Supplied material below:

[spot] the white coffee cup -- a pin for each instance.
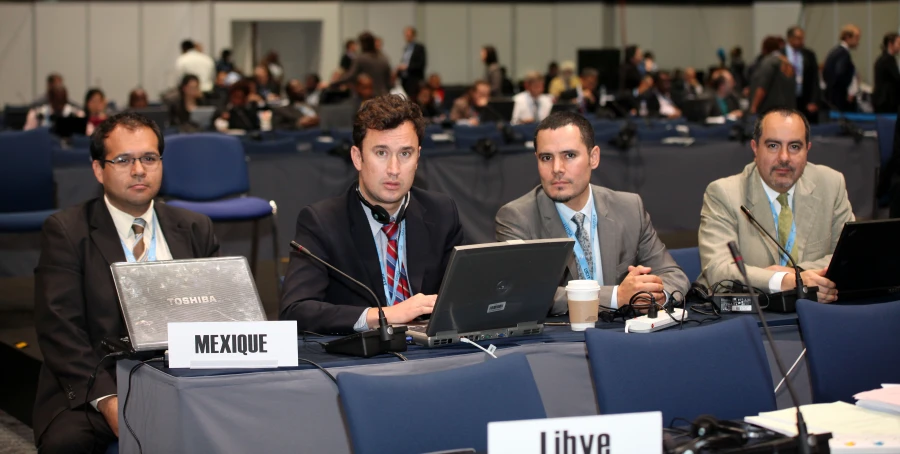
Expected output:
(584, 304)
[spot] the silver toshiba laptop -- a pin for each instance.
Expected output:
(153, 294)
(495, 290)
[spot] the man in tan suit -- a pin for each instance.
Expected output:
(616, 244)
(809, 202)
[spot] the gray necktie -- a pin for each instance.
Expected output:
(139, 249)
(584, 239)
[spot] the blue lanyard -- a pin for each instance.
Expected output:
(723, 106)
(389, 293)
(791, 237)
(151, 254)
(587, 272)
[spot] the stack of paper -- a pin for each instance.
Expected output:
(854, 429)
(886, 399)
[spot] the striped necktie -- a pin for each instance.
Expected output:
(785, 222)
(584, 240)
(139, 247)
(392, 231)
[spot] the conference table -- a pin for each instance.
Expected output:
(671, 180)
(297, 409)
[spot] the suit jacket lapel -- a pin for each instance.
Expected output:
(758, 203)
(364, 246)
(805, 213)
(551, 225)
(178, 236)
(607, 229)
(418, 232)
(103, 233)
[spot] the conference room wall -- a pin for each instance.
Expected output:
(687, 35)
(17, 53)
(823, 22)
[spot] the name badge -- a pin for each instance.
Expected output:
(605, 434)
(233, 345)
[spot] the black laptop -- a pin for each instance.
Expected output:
(866, 261)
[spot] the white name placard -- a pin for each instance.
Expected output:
(606, 434)
(227, 345)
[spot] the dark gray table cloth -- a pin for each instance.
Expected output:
(671, 180)
(299, 410)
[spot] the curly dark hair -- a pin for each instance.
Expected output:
(384, 113)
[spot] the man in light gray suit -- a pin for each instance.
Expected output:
(803, 205)
(616, 244)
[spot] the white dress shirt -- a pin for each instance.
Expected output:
(775, 280)
(796, 58)
(123, 222)
(529, 108)
(381, 241)
(853, 89)
(587, 210)
(198, 64)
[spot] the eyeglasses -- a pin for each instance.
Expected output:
(149, 162)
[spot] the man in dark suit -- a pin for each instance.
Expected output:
(806, 73)
(632, 70)
(839, 71)
(349, 54)
(616, 244)
(412, 64)
(402, 259)
(772, 85)
(886, 96)
(76, 306)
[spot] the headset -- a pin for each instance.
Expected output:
(379, 213)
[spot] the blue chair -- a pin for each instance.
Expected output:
(825, 130)
(466, 136)
(850, 349)
(656, 134)
(27, 168)
(80, 141)
(279, 146)
(651, 372)
(298, 136)
(689, 261)
(718, 132)
(885, 128)
(204, 172)
(525, 132)
(460, 403)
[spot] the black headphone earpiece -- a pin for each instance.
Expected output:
(379, 213)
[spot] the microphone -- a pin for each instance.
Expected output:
(347, 345)
(803, 292)
(803, 437)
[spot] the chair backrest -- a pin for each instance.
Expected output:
(850, 349)
(27, 168)
(280, 146)
(684, 374)
(689, 261)
(299, 136)
(452, 406)
(884, 126)
(202, 167)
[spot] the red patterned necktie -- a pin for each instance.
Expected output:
(392, 231)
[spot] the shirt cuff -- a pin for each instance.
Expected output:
(361, 324)
(775, 281)
(97, 401)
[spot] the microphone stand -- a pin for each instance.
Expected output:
(804, 440)
(363, 344)
(802, 291)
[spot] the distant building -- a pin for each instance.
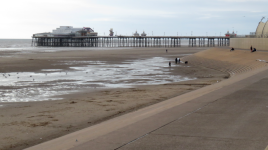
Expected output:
(136, 34)
(143, 34)
(111, 32)
(68, 31)
(230, 34)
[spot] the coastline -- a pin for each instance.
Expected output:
(30, 123)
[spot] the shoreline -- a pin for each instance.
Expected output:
(27, 124)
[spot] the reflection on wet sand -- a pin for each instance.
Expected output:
(38, 86)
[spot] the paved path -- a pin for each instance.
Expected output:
(229, 115)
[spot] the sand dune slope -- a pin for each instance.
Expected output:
(235, 62)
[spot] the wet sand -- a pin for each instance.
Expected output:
(24, 124)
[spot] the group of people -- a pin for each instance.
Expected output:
(252, 50)
(177, 60)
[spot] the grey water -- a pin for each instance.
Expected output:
(48, 83)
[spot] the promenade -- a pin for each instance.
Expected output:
(227, 115)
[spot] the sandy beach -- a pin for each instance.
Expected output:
(24, 124)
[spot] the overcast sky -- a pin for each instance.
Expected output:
(22, 18)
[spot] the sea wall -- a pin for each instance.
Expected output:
(245, 43)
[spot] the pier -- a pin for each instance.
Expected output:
(129, 41)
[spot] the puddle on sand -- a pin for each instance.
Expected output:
(38, 86)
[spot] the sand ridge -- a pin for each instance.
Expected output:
(234, 62)
(26, 124)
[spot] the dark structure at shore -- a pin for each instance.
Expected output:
(128, 41)
(67, 36)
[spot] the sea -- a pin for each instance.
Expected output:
(49, 84)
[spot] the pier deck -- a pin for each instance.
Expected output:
(129, 41)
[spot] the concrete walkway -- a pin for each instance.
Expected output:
(229, 115)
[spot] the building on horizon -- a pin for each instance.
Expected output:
(230, 34)
(136, 34)
(143, 34)
(68, 31)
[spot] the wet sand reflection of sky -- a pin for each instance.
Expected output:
(38, 86)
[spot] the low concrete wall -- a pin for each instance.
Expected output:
(245, 43)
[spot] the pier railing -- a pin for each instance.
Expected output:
(129, 41)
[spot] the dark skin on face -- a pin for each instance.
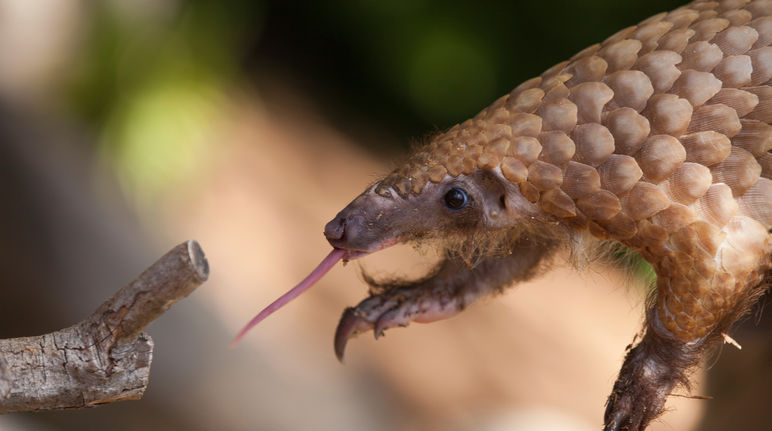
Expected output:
(477, 216)
(482, 223)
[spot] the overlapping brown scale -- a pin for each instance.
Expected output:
(690, 182)
(728, 5)
(734, 71)
(706, 148)
(755, 137)
(644, 200)
(669, 114)
(619, 173)
(675, 40)
(696, 87)
(524, 148)
(760, 8)
(737, 17)
(587, 69)
(746, 241)
(660, 67)
(600, 205)
(736, 39)
(558, 115)
(708, 28)
(590, 99)
(525, 101)
(620, 55)
(619, 227)
(557, 203)
(617, 37)
(682, 17)
(580, 180)
(761, 61)
(651, 236)
(718, 205)
(650, 33)
(557, 148)
(544, 176)
(762, 111)
(659, 157)
(514, 170)
(628, 128)
(743, 102)
(756, 202)
(763, 27)
(631, 88)
(739, 171)
(702, 56)
(674, 217)
(594, 143)
(765, 160)
(718, 118)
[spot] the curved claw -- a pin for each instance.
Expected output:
(351, 323)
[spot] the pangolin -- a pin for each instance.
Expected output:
(658, 138)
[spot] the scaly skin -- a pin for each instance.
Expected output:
(658, 138)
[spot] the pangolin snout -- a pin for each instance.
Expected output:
(345, 231)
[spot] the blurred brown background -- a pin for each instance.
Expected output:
(127, 127)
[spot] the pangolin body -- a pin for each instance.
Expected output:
(659, 138)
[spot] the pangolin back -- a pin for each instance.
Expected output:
(659, 138)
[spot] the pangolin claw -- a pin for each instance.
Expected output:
(351, 323)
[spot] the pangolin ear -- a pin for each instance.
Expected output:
(496, 200)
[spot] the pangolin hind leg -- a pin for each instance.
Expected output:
(451, 287)
(700, 294)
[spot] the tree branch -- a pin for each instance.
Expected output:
(106, 357)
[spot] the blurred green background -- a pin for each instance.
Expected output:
(127, 126)
(146, 71)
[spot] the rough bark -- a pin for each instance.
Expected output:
(106, 357)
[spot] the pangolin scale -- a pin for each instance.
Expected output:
(658, 138)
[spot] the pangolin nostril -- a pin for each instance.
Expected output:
(335, 229)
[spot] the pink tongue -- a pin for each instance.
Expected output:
(335, 255)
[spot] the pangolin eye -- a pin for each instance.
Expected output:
(456, 198)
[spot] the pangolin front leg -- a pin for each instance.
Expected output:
(452, 286)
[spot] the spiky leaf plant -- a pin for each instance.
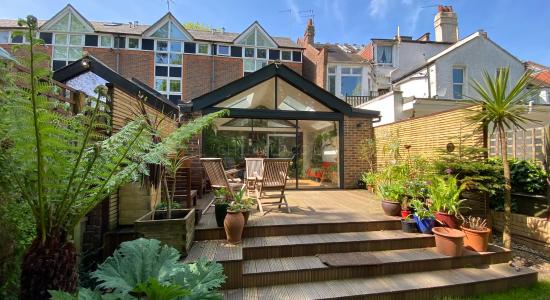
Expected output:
(503, 106)
(63, 164)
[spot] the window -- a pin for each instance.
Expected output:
(4, 37)
(133, 43)
(384, 54)
(223, 50)
(248, 52)
(345, 80)
(350, 81)
(106, 41)
(203, 49)
(286, 55)
(331, 82)
(458, 82)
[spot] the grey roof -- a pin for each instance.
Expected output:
(343, 52)
(126, 28)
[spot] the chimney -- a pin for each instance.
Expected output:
(309, 35)
(446, 25)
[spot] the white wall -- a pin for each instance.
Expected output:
(476, 56)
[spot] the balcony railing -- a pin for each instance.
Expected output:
(358, 100)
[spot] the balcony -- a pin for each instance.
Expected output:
(358, 100)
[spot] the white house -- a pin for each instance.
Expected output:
(443, 79)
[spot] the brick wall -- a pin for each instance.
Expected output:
(355, 130)
(428, 135)
(131, 63)
(314, 63)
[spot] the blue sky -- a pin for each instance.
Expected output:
(521, 27)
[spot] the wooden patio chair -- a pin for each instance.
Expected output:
(254, 171)
(274, 178)
(218, 178)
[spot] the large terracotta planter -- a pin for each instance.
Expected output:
(447, 220)
(476, 240)
(177, 232)
(220, 210)
(234, 225)
(391, 208)
(449, 241)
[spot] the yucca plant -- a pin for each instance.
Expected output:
(503, 106)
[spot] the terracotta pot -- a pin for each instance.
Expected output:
(391, 208)
(246, 215)
(408, 225)
(449, 241)
(220, 210)
(234, 225)
(476, 240)
(447, 220)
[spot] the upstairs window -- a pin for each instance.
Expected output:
(458, 82)
(384, 54)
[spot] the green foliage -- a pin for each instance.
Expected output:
(420, 209)
(145, 268)
(444, 191)
(391, 191)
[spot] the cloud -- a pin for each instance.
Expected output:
(378, 8)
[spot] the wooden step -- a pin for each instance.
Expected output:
(420, 285)
(253, 230)
(333, 266)
(312, 244)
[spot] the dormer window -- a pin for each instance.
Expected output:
(384, 54)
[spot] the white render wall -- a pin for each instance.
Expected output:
(477, 55)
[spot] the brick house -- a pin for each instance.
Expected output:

End of Supplied material.

** Exercise goal **
The lines above that hold the word "microphone" should be found and copied out.

** Result of the exercise **
[spot] the microphone -- a pin for each instance.
[spot] the microphone stand -- a pin for each instance.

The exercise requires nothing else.